WHAT IS ASKED = Reproduce the lines below with each occurrence of "mask" replaced by "outline", keeping every other character unchanged.

GIVEN ENTRIES =
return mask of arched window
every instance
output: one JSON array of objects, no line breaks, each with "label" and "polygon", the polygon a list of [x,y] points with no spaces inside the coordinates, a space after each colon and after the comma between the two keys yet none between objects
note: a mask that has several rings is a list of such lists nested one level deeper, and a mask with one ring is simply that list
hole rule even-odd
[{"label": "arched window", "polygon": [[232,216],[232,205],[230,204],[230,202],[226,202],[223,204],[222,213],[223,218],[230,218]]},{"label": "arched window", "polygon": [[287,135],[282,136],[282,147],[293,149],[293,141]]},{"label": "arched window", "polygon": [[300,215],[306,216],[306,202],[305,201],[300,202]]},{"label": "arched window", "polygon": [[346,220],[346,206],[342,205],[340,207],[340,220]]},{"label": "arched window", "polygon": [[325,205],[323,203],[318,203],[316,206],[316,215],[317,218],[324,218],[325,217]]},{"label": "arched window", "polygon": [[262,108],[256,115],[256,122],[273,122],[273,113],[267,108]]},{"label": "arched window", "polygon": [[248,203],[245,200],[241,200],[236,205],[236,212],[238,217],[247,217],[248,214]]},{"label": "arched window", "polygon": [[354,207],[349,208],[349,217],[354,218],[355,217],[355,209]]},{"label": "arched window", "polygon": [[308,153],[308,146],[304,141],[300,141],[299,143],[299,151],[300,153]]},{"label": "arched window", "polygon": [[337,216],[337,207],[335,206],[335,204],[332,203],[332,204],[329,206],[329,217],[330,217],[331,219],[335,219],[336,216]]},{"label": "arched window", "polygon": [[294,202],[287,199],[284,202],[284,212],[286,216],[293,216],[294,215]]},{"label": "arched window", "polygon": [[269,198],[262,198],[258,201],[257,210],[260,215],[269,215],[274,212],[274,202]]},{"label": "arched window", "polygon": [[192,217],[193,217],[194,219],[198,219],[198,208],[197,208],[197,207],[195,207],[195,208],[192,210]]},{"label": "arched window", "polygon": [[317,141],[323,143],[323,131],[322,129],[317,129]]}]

TASK RESPONSE =
return outline of arched window
every instance
output: one JSON array of objects, no line breaks, each with "label" and "polygon", the polygon a list of [x,y] points with no spaces inside the coordinates, a space after each colon and after the comma between the two keys yet none between objects
note: a outline that has several rings is a list of such lists nested one level deeper, and a outline with one ring is simply that list
hole rule even-odd
[{"label": "arched window", "polygon": [[232,216],[232,205],[230,204],[230,202],[226,202],[223,204],[222,213],[223,218],[230,218]]},{"label": "arched window", "polygon": [[287,135],[282,136],[282,147],[293,149],[293,141]]},{"label": "arched window", "polygon": [[300,215],[306,216],[306,202],[305,201],[300,202]]},{"label": "arched window", "polygon": [[346,220],[346,206],[342,205],[340,207],[340,220]]},{"label": "arched window", "polygon": [[325,205],[323,203],[318,203],[316,206],[316,215],[317,218],[324,218],[325,217]]},{"label": "arched window", "polygon": [[262,108],[256,115],[256,122],[273,122],[273,113],[267,108]]},{"label": "arched window", "polygon": [[248,203],[245,200],[241,200],[236,205],[236,212],[238,217],[247,217],[248,214]]},{"label": "arched window", "polygon": [[354,207],[349,208],[349,217],[354,218],[355,217],[355,209]]},{"label": "arched window", "polygon": [[308,153],[308,146],[304,141],[300,141],[299,143],[299,151],[300,153]]},{"label": "arched window", "polygon": [[337,216],[337,207],[335,206],[335,204],[332,203],[332,204],[329,206],[329,217],[330,217],[331,219],[335,219],[336,216]]},{"label": "arched window", "polygon": [[294,202],[287,199],[284,202],[284,212],[286,216],[293,216],[294,215]]},{"label": "arched window", "polygon": [[269,198],[262,198],[258,201],[257,210],[260,215],[269,215],[274,212],[274,202]]},{"label": "arched window", "polygon": [[192,217],[193,217],[194,219],[198,219],[198,208],[197,208],[197,207],[195,207],[195,208],[192,210]]},{"label": "arched window", "polygon": [[317,141],[323,143],[323,131],[322,129],[317,129]]}]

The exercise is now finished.